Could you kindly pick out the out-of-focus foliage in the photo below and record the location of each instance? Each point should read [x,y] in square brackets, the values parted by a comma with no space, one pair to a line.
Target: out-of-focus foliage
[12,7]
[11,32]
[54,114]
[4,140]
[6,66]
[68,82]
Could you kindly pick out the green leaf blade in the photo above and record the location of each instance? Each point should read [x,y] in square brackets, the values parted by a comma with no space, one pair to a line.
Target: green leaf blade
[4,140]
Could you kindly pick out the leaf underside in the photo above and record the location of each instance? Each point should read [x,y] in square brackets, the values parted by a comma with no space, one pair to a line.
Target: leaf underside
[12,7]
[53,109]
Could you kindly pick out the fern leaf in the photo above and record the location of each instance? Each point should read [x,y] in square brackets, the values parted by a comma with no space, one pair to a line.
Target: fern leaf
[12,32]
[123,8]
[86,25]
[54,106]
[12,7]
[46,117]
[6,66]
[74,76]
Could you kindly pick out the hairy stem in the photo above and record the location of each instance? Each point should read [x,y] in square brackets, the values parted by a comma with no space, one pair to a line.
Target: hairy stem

**Exercise prompt**
Can you restate every record above word for word?

**Problem solution**
Could you kindly pick out the out-of-focus foliage in the photo below and record the location of each instance? Each point should read [x,y] in square brackets, the values parted by a comma with no space, one pair to a line.
Target: out-of-focus foliage
[12,7]
[11,32]
[54,114]
[4,140]
[6,66]
[68,82]
Could you kindly pick out the green leaf blade in the photo above and record the location of each instance? Each point should read [x,y] in square brackets, the values parted by a comma with no space, one pair to a line.
Target: green leaf blade
[4,140]
Could you kindly pick out the leaf underside in the photo above and record the location of each instance? Each point should read [x,y] in square brackets, the values parted by a comma with no space, one pair to a line.
Target: leaf underside
[12,7]
[53,109]
Could you kindly pick out the fern leaf in the photo above and record the location of each instance? Each point should read [x,y] in square brackets, the values parted by a comma with no space, one pair to a line.
Target: fern leaf
[12,32]
[123,8]
[86,25]
[54,106]
[12,7]
[46,117]
[6,66]
[74,76]
Could you kindly pick out the hairy stem in the photo above and record the location of each instance? Each point should read [x,y] in square brackets, the values parted by a comma with no space, one pair to a line.
Target: hairy stem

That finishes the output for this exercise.